EXERCISE INPUT:
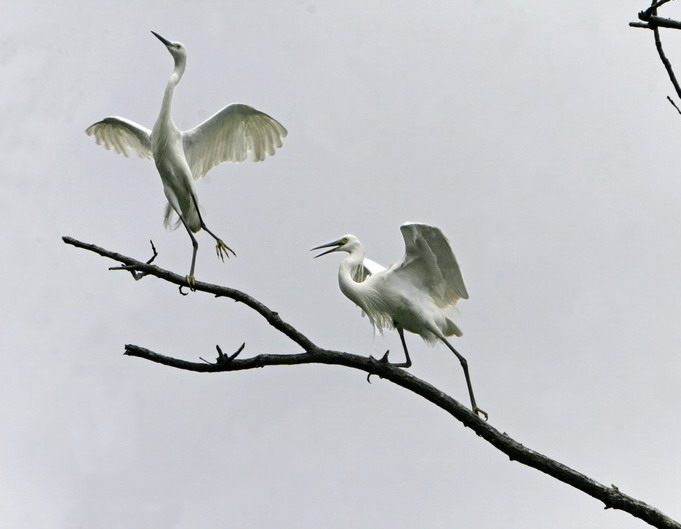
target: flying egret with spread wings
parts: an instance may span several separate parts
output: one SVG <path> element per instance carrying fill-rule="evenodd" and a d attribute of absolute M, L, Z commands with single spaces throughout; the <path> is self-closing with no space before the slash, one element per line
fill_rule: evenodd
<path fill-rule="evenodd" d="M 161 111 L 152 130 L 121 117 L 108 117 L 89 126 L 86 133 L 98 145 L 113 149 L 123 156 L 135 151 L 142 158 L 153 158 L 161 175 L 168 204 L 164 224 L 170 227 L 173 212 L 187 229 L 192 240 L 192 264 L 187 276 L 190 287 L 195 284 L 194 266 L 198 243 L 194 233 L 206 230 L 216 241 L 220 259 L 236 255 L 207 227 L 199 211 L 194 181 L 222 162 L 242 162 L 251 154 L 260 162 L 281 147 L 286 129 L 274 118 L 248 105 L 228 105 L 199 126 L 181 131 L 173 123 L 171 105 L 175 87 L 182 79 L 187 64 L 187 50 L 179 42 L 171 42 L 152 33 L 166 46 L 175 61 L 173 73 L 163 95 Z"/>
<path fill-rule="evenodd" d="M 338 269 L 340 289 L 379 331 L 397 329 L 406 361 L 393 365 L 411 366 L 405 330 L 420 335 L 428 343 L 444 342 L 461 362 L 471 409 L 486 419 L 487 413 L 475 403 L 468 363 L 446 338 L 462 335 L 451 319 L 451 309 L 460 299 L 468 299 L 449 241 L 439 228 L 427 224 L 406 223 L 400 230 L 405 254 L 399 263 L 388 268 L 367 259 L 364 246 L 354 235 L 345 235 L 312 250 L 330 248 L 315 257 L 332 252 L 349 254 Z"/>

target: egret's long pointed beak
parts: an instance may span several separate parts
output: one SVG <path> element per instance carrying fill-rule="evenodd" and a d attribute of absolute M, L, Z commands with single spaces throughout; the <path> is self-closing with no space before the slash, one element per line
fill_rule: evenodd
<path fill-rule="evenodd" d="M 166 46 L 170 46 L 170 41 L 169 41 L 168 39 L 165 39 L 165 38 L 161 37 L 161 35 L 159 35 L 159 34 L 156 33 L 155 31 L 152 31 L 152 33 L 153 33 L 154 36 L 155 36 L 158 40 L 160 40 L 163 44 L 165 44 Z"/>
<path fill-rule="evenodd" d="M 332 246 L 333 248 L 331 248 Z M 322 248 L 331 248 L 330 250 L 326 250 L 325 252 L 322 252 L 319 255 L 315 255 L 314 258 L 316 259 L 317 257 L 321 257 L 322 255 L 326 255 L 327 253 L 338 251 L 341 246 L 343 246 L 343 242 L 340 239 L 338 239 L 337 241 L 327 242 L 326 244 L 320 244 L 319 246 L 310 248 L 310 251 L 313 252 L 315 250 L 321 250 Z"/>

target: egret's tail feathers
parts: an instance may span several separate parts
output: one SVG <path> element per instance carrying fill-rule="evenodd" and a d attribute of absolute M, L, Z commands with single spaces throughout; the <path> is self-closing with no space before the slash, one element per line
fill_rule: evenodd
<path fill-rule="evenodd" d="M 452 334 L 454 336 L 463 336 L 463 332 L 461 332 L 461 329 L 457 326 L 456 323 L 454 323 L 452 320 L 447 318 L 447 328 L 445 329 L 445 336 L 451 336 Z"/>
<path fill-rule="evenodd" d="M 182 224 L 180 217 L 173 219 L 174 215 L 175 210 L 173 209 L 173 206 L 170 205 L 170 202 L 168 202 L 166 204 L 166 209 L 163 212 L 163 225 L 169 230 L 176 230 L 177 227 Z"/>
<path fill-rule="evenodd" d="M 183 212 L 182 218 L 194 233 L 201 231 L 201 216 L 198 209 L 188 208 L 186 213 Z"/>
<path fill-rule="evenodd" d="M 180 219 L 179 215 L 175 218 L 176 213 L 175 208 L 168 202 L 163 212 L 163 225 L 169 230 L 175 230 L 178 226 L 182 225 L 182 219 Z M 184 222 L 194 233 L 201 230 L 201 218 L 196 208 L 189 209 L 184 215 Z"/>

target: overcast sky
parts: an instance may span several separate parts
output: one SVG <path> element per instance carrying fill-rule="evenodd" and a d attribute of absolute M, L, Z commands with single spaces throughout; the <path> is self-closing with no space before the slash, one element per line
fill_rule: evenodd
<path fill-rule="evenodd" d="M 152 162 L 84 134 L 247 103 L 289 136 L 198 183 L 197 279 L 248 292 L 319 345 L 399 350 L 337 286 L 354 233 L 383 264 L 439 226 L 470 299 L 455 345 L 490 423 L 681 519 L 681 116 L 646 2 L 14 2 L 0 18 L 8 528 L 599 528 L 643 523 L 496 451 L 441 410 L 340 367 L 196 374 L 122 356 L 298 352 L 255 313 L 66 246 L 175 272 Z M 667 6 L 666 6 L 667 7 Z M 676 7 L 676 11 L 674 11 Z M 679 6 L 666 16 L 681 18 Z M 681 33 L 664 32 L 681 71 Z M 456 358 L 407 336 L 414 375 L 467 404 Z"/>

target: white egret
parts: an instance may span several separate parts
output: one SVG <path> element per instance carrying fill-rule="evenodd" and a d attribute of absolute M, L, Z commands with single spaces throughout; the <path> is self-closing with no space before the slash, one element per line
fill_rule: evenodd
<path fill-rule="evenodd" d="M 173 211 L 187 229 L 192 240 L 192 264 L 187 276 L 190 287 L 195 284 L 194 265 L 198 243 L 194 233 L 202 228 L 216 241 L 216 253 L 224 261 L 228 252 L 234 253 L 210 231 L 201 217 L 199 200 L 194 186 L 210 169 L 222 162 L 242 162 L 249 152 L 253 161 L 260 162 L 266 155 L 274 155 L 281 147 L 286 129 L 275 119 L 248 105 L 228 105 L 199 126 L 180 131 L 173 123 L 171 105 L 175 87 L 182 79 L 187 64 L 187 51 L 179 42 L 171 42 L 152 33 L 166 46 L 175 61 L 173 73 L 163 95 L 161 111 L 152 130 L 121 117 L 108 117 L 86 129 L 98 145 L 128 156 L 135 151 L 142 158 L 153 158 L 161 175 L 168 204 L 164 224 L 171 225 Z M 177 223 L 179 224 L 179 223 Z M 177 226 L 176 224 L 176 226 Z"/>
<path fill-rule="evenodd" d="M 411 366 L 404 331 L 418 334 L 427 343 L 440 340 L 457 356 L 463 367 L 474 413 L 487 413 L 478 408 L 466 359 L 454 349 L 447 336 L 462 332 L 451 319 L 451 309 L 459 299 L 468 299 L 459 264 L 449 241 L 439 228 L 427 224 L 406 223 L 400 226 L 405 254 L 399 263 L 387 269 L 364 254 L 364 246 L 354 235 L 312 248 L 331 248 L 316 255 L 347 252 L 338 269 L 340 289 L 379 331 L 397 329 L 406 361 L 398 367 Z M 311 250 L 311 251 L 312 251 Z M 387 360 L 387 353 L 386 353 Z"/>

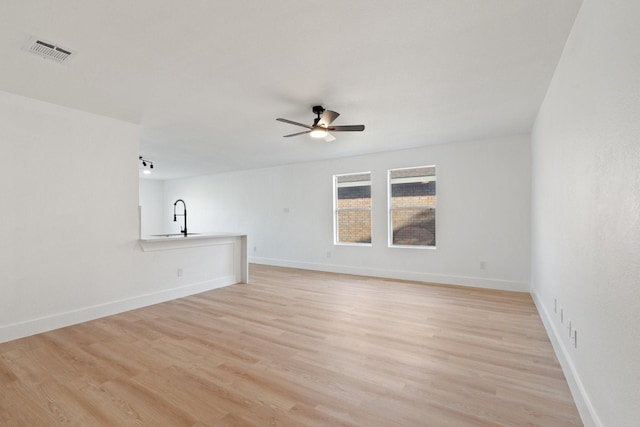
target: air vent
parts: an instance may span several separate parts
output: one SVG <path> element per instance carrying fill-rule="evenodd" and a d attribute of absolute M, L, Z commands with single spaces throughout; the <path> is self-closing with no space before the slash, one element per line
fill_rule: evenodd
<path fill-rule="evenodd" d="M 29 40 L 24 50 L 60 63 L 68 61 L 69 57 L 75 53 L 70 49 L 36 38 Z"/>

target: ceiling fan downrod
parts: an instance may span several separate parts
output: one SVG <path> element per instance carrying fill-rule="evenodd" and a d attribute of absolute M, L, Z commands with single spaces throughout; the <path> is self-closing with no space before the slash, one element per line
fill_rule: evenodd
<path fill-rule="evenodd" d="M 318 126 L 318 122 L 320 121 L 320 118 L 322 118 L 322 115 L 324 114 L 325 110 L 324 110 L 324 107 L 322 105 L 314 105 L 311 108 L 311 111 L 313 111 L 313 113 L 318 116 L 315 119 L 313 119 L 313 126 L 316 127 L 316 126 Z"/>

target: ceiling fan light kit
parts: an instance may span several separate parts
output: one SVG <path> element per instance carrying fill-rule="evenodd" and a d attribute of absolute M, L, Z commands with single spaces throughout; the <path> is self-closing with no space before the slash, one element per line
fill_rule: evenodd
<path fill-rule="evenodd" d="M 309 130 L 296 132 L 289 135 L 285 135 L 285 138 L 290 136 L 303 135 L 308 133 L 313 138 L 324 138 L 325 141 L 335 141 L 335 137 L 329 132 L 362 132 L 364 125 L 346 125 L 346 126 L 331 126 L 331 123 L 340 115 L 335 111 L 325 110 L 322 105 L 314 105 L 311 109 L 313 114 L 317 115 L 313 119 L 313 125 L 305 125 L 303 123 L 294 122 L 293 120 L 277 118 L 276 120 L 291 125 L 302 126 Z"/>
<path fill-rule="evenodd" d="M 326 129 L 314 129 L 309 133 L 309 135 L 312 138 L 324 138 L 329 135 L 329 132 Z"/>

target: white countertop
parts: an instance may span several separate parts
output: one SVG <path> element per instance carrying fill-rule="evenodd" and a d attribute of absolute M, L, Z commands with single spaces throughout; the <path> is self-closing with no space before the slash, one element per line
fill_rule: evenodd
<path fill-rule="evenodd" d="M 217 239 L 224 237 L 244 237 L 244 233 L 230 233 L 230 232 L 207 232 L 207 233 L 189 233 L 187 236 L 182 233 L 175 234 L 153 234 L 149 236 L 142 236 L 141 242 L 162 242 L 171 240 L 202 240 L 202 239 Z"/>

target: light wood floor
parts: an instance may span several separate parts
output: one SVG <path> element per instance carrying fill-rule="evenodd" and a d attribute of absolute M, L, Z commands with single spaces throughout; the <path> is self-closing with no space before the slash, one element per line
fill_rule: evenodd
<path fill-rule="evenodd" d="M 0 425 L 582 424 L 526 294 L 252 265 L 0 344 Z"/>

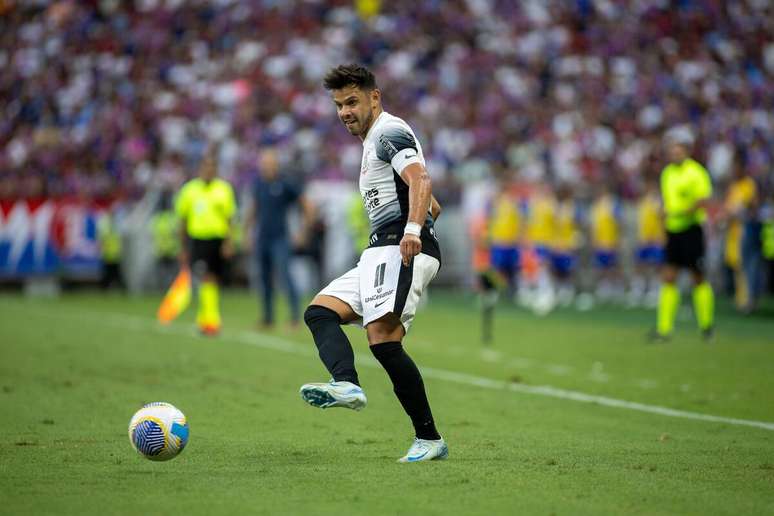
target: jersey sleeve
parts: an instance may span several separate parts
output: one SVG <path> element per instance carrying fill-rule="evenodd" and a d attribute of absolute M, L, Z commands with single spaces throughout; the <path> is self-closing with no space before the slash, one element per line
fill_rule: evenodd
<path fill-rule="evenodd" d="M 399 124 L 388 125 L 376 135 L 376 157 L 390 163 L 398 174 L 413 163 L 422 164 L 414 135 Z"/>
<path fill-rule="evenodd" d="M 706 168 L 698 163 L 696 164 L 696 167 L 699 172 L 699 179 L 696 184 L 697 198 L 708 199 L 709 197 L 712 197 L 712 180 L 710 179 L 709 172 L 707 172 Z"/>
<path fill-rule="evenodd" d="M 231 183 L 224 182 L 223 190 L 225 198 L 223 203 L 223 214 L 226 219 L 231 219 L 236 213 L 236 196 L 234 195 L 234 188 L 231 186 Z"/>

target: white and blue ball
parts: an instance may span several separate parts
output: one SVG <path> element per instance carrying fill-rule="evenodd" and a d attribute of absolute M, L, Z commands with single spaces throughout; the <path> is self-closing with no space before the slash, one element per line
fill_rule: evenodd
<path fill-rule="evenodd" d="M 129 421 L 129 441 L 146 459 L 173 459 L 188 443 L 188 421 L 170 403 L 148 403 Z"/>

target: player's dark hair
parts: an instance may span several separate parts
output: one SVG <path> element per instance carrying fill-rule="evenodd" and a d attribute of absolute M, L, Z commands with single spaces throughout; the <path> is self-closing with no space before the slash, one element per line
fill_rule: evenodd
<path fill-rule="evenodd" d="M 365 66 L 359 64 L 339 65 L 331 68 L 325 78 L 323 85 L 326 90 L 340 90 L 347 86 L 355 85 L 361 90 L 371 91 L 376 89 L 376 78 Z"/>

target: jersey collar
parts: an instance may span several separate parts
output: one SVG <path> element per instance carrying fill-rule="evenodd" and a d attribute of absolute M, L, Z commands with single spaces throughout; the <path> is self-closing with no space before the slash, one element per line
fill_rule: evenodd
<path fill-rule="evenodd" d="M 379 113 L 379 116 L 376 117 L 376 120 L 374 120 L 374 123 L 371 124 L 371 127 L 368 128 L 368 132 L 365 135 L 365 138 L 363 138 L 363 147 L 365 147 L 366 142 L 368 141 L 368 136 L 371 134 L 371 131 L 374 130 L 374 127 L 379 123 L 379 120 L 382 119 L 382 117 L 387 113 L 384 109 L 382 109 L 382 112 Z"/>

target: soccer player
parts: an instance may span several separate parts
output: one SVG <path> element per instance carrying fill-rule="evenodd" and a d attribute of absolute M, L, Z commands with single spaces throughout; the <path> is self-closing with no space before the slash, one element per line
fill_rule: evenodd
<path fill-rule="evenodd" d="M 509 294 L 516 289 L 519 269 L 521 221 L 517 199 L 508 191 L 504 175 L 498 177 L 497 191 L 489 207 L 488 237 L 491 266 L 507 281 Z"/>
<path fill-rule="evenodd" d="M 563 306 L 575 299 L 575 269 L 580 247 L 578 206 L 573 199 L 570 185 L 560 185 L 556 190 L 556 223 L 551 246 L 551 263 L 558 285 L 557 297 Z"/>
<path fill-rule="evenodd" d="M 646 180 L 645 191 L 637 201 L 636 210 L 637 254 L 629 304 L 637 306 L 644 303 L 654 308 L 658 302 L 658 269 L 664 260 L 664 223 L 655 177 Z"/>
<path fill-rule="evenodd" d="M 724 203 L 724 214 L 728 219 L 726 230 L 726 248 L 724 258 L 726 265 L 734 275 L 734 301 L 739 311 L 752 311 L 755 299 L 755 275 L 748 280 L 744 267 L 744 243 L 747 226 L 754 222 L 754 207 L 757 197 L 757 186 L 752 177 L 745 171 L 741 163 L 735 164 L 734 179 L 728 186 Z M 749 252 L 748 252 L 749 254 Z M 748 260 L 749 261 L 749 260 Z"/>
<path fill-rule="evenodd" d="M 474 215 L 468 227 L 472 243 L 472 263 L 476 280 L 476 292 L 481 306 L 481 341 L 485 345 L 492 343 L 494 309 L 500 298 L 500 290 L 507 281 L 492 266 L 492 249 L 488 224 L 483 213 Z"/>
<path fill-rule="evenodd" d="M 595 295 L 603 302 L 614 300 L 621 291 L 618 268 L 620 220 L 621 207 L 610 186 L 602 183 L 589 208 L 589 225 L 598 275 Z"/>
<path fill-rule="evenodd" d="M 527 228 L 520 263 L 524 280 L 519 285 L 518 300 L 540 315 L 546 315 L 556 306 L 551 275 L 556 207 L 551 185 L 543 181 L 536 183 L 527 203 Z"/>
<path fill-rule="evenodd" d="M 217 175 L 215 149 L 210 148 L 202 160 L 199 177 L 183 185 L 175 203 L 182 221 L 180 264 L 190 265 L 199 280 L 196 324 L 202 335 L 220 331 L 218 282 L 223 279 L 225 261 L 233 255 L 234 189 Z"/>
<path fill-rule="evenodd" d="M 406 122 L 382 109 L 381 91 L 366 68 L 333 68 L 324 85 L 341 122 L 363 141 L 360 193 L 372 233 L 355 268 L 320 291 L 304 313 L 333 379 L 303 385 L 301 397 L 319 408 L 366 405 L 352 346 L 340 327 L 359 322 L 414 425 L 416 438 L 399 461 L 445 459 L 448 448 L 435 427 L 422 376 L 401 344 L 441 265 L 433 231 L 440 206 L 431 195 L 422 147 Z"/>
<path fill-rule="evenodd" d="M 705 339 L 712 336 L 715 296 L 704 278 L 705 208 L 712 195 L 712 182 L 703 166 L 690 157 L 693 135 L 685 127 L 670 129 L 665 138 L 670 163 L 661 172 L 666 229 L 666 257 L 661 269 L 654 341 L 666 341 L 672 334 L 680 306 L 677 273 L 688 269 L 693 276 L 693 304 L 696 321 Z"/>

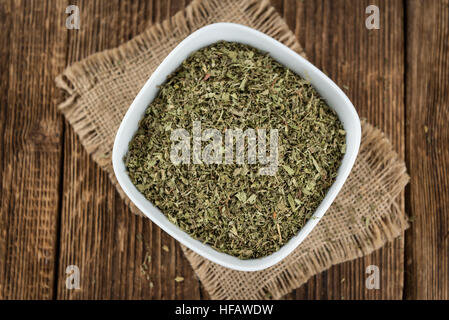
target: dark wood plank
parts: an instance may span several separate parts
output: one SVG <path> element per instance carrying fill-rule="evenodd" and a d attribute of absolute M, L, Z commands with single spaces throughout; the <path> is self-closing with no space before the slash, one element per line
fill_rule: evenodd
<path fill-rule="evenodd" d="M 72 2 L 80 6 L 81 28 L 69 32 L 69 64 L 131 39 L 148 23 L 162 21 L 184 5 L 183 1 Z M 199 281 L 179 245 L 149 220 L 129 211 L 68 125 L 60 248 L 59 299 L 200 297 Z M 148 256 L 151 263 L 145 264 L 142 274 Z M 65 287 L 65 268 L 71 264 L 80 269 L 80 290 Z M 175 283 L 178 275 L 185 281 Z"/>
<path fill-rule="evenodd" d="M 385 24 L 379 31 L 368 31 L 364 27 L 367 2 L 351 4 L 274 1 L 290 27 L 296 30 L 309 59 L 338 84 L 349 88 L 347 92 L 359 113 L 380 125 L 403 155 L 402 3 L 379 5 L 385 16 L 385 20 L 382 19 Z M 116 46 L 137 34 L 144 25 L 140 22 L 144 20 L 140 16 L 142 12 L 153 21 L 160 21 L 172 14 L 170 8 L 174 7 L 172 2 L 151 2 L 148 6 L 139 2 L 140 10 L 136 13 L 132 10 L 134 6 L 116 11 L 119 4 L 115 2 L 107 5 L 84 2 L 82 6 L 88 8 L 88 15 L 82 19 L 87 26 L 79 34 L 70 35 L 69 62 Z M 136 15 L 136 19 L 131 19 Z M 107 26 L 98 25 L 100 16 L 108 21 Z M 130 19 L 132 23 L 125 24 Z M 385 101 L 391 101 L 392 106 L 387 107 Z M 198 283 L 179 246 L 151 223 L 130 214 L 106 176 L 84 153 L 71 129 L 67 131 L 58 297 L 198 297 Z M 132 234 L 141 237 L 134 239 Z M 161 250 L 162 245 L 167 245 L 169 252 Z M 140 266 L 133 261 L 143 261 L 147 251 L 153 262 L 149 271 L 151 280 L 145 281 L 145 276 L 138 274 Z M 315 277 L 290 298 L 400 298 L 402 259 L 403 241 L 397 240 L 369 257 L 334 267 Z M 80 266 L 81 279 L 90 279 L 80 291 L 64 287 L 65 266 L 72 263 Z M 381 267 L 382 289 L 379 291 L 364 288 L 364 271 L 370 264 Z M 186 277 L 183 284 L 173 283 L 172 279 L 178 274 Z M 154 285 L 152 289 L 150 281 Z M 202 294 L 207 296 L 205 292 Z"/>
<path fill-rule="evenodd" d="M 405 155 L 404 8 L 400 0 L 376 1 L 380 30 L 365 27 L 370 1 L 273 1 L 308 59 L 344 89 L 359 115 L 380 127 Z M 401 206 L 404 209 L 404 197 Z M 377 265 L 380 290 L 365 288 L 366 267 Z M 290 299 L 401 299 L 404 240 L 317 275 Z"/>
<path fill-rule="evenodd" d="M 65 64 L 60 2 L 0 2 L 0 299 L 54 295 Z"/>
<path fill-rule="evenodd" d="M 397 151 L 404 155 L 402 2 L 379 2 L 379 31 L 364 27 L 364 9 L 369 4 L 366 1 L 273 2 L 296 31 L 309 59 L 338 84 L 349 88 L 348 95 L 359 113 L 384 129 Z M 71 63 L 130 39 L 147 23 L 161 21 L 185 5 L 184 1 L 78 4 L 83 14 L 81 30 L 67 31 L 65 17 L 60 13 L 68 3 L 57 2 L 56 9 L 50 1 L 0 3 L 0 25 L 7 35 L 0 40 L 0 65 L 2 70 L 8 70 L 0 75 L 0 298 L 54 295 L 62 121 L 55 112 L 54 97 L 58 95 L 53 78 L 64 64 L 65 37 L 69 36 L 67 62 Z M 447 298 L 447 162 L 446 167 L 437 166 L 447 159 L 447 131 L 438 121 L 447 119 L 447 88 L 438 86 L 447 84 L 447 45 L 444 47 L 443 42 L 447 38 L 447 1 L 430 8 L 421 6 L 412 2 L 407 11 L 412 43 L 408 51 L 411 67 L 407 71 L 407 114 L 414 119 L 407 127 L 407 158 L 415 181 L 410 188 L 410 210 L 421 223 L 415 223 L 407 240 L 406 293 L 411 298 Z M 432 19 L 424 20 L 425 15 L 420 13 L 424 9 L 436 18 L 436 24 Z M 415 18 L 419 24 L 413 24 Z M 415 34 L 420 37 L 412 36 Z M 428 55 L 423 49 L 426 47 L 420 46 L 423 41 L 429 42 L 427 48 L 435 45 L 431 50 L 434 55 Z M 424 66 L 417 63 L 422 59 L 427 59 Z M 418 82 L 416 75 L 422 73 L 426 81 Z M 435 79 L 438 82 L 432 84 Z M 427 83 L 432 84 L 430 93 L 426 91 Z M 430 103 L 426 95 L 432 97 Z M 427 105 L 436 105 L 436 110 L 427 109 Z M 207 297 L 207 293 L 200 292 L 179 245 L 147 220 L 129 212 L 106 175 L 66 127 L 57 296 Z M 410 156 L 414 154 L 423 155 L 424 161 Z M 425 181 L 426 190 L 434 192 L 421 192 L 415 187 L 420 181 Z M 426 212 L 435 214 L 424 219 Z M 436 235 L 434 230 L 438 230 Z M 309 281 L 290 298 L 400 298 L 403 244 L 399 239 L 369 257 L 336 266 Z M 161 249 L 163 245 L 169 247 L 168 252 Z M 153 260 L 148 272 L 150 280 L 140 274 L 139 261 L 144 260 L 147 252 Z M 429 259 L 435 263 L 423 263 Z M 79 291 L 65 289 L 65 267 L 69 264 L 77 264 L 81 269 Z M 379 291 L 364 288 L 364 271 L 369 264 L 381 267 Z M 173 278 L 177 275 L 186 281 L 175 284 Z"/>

DIRECTIONS:
Among the lines of the data, some may include "player" as a word or string; report how many, and nothing else.

ANSWER BOX:
2